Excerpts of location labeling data
(begin)

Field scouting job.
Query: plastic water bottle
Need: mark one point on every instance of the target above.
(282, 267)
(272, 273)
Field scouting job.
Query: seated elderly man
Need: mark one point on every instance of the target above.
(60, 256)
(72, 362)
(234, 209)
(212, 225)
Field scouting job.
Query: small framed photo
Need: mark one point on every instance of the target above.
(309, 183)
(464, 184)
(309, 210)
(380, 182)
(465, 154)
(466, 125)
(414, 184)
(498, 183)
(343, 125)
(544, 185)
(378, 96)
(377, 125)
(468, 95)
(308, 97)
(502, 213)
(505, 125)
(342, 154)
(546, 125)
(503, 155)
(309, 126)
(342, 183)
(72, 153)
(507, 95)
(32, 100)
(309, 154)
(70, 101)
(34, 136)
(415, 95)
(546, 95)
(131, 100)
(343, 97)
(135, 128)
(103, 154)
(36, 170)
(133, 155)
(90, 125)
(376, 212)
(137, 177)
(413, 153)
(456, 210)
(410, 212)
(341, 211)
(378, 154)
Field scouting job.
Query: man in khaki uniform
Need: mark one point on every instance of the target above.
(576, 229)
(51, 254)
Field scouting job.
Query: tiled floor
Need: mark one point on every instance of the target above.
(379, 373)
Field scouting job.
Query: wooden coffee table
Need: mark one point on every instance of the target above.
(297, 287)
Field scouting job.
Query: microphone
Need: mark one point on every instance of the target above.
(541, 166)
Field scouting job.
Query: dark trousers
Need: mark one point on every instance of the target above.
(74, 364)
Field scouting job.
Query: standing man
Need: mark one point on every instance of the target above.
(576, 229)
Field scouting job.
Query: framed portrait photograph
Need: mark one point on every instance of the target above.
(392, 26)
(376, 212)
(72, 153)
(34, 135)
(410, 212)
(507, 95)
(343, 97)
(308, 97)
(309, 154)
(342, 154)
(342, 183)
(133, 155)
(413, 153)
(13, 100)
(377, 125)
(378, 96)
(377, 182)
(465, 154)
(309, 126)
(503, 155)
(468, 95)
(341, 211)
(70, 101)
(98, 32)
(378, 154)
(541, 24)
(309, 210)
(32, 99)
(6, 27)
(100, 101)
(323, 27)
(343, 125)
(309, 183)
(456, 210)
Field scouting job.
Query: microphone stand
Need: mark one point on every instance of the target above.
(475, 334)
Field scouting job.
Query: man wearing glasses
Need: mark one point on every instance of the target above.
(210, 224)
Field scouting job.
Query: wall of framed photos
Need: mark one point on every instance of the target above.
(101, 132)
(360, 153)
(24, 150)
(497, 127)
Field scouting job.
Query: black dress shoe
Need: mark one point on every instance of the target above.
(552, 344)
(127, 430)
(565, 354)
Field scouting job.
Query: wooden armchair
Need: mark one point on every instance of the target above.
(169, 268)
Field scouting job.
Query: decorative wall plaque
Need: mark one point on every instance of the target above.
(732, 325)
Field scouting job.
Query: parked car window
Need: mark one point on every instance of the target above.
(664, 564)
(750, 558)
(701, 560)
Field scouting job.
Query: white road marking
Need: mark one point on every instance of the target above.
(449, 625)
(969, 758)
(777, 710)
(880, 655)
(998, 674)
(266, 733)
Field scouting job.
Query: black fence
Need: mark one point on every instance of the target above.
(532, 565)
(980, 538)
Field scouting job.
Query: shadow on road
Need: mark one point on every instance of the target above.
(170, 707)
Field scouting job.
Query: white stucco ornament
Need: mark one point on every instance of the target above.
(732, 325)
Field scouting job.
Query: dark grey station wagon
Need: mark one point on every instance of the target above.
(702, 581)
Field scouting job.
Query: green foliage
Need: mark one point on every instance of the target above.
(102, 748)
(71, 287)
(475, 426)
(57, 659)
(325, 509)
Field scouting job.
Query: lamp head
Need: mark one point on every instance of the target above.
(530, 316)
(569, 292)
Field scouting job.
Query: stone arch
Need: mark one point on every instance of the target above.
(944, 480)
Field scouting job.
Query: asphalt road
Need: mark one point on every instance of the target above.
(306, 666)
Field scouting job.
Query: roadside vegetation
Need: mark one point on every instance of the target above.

(end)

To be done - From the material above, keep only the lines that contain the word "black". Case counts.

The result -
Query: black dress shoe
Query: black fence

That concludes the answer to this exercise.